-- start Passage shown --

Model Deployments

Deploy models from HuggingFace Hub, R2, or any URL as persistent services. The platform handles weight pulling, process management, health checking, and cost metering.

Deployment Targets

Target	Description	Cost
`prism_node`	Your machine via `prism node up`	Free (your hardware)
`runpod`	RunPod cloud GPU	Per-hour GPU pricing
`lambda`	Lambda cloud GPU	Per-hour GPU pricing

Create a Deployment

POST /api/v1/compute/deployments

{
  "name": "mace-mp-0",
  "image": "marc27/mace:latest",
  "target": "prism_node",
  "gpu_type": "A100-80GB",
  "deploy_config": {
    "port": 8080,
    "health_path": "/health"
  },
  "budget_max_usd": 50.0
}

Or deploy from a marketplace resource:

{
  "name": "mace-prod",
  "resource_slug": "mace-mp-0",
  "target": "prism_node"
}

Generic Model Deploy (Runtime)

The runtime has a universal model deployment endpoint that pulls weights from any source:

POST /deploy

{
  "deployment_id": "my-model",
  "weights_source": "hf://sentence-transformers/paraphrase-MiniLM-L3-v2",
  "framework": "auto",
  "port": 9000,
  "gpu": false,
  "command": ["python", "serve.py", "--port", "9000"]
}

Weight sources:

hf://org/model — HuggingFace Hub (supports @revision)
r2://path/to/weights — R2/S3 object storage
https://url/to/model.bin — Direct URL
/local/path — Local filesystem

Lifecycle

provisioning → pulling → starting → running → stopping → stopped
                                  ↘ unhealthy (3 consecutive failures)
                                  ↘ failed (crash/budget exceeded)

Cost Metering

A background tick runs every 60 seconds:

Increments cost_accrued_usd for all running deployments
Deployments exceeding budget_max_usd are auto-stopped

WebSocket Protocol (Nodes)

When a PRISM node receives a DeployModel message:

{"type": "deploy_model", "deployment_id": "...", "image": "...", "env_vars": {...}, "deploy_config": {...}}

It should:

Pull the image/weights
Start the container with GPU passthrough
Send DeploymentReady with endpoint URL
Periodically send DeploymentHealthUpdate
Send DeploymentStopped on shutdown

API Endpoints

POST   /api/v1/compute/deployments          — Create
GET    /api/v1/compute/deployments          — List (with ?status= filter)
GET    /api/v1/compute/deployments/{id}     — Detail
DELETE /api/v1/compute/deployments/{id}     — Stop
GET    /api/v1/compute/deployments/{id}/health — Force health check

PRISM CLI

prism deploy create --name mace --image marc27/mace:latest --gpu A100-80GB
prism deploy create --name my-model --weights hf://org/model --target local
prism deploy list
prism deploy status <id>
prism deploy stop <id>

-- end Passage shown --
-- start Record extracts --

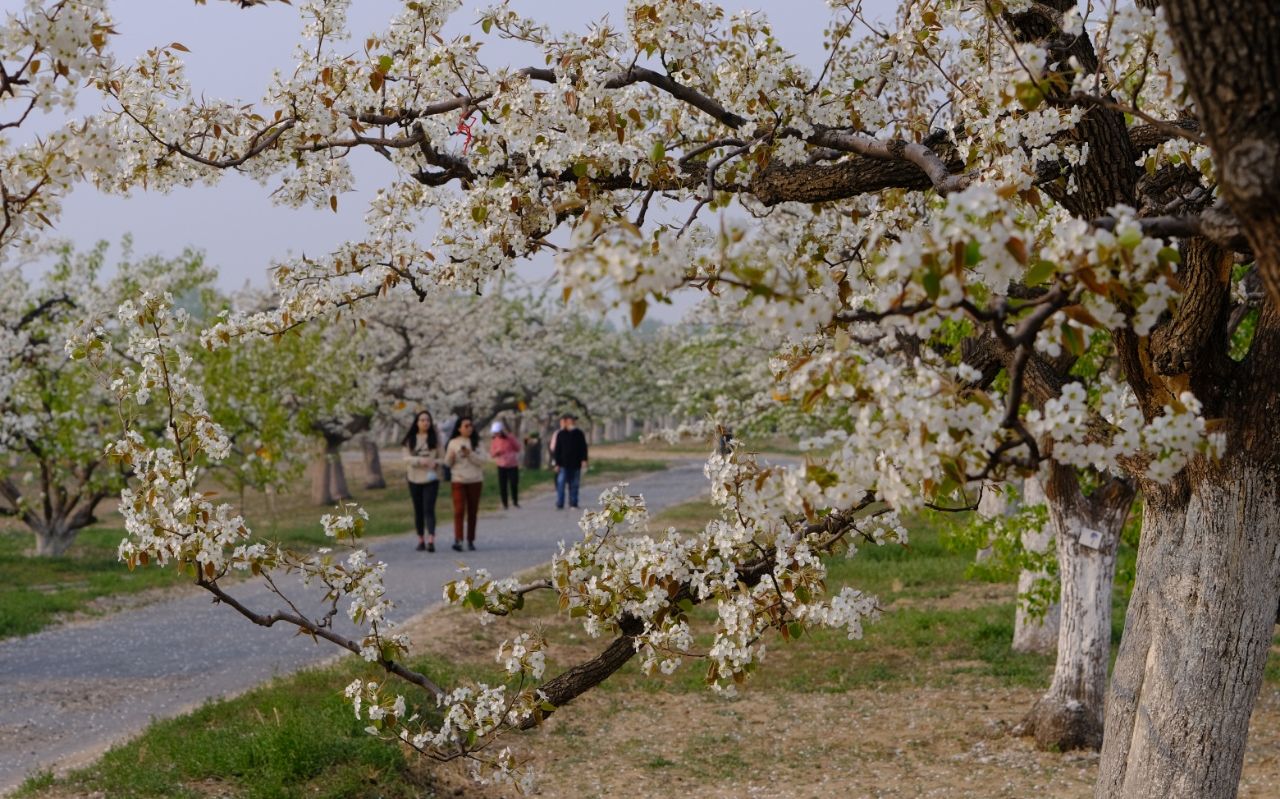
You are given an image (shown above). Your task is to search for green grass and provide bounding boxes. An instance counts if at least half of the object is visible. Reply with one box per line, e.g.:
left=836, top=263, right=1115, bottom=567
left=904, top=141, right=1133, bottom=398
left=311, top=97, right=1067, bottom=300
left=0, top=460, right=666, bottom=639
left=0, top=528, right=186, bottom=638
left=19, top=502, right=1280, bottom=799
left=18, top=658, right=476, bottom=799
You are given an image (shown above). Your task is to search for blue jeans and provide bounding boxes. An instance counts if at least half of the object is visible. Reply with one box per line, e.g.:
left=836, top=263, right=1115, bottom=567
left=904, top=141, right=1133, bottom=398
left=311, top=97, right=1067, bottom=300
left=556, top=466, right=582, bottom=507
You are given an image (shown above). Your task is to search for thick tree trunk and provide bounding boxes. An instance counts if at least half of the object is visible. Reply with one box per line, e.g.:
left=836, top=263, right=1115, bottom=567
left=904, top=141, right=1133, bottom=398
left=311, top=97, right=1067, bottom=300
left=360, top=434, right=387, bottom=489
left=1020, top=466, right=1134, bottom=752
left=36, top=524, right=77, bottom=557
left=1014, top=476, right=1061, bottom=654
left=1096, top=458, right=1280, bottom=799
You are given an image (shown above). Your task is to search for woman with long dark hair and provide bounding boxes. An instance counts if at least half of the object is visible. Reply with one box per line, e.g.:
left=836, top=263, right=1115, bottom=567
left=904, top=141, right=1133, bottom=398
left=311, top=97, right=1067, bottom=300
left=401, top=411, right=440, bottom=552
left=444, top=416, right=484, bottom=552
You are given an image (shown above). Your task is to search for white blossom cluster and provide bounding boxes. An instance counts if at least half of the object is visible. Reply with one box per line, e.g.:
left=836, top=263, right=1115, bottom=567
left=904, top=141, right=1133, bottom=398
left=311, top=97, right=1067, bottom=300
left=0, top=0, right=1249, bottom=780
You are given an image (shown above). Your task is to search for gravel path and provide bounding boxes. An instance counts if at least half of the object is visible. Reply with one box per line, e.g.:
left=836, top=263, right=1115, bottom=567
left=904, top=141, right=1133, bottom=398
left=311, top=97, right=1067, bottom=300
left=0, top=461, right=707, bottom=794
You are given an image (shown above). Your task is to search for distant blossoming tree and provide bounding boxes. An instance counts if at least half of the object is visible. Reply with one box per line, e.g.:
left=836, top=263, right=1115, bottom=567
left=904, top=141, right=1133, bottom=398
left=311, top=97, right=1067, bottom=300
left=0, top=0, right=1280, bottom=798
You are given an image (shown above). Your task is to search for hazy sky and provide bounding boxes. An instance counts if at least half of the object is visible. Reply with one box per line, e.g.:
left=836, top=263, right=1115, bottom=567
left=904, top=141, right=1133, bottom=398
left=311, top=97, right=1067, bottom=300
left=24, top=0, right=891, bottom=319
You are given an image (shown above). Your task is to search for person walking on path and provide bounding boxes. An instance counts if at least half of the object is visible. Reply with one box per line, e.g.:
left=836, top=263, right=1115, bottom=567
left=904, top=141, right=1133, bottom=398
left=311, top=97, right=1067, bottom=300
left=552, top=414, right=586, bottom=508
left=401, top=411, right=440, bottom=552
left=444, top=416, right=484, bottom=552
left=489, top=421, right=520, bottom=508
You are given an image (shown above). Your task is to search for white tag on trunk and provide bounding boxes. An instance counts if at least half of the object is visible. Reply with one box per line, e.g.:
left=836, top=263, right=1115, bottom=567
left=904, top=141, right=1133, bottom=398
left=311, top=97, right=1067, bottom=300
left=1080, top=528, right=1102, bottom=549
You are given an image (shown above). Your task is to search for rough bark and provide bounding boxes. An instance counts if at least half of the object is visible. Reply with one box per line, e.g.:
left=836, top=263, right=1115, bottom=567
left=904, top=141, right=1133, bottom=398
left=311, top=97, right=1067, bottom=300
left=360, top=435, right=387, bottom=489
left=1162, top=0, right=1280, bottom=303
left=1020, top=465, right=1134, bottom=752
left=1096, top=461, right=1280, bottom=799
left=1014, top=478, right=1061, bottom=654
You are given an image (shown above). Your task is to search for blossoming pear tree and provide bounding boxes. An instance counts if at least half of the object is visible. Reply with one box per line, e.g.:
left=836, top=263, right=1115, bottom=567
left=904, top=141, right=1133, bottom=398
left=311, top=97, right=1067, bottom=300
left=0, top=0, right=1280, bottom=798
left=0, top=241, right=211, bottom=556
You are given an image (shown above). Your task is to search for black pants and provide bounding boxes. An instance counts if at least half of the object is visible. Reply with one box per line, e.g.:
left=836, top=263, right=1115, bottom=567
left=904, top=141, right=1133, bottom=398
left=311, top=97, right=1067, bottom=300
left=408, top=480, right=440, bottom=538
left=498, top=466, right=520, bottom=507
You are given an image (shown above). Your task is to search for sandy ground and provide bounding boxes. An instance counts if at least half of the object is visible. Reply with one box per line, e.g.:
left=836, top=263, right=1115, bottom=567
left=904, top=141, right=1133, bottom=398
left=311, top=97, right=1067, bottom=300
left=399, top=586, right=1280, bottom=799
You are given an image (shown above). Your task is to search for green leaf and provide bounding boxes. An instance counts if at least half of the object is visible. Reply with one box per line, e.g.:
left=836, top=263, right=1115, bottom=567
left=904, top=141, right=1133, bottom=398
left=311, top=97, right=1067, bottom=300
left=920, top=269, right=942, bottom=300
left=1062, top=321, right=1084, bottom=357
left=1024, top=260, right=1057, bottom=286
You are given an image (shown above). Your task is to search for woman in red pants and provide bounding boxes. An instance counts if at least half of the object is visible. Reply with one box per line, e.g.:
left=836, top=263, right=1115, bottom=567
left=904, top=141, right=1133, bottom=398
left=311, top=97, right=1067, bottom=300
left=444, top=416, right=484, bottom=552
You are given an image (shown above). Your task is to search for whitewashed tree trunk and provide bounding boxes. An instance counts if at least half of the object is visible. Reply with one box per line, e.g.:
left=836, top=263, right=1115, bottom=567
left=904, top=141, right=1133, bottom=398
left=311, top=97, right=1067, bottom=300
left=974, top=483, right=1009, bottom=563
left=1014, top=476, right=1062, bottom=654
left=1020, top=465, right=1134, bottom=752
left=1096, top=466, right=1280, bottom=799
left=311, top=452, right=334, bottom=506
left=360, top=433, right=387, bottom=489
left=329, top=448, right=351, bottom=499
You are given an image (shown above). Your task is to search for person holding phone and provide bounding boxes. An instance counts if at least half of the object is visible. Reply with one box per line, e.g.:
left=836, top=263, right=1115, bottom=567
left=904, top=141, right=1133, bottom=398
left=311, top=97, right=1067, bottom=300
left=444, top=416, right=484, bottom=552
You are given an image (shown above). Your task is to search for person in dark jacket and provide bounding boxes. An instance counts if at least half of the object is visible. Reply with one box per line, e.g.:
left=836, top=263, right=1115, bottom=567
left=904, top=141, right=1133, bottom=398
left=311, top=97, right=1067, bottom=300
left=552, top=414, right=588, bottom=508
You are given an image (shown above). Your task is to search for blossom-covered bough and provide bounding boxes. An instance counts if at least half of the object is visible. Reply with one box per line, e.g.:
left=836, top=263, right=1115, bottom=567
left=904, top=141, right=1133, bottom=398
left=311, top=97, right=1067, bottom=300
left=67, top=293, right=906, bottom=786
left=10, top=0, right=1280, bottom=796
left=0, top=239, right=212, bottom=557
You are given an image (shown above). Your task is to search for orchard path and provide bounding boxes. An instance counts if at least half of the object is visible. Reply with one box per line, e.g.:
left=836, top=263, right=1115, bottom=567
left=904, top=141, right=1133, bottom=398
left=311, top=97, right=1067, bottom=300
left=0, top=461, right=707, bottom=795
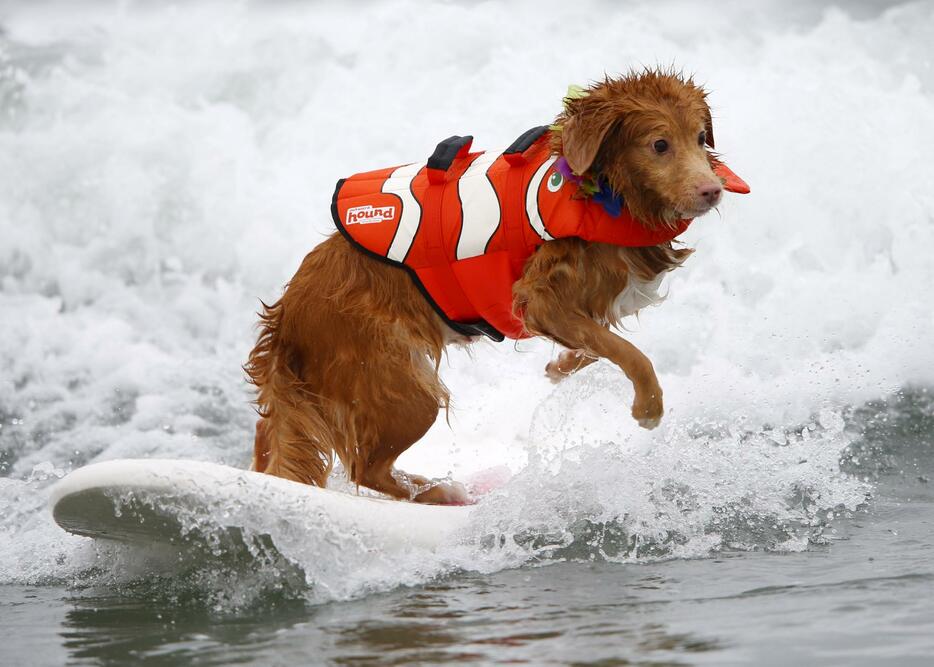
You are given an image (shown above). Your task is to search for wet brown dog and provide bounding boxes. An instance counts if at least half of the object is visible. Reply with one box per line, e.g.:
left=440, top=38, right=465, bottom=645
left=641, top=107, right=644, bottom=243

-- end Record extracts --

(Requests):
(a) Answer these from the model deployments page:
(i) How often does the cost metering background tick run?
(ii) How many consecutive failures send a deployment into the unhealthy state?
(iii) What HTTP method and path stop a deployment?
(b) What states does the Lifecycle section of the model deployments page name? List them all.
The listing comes from a separate source and has no connection to the model deployments page.

(Answers for this exercise):
(a)
(i) Every 60 seconds.
(ii) 3.
(iii) DELETE /api/v1/compute/deployments/{id}

(b) provisioning, pulling, starting, running, stopping, stopped, unhealthy, failed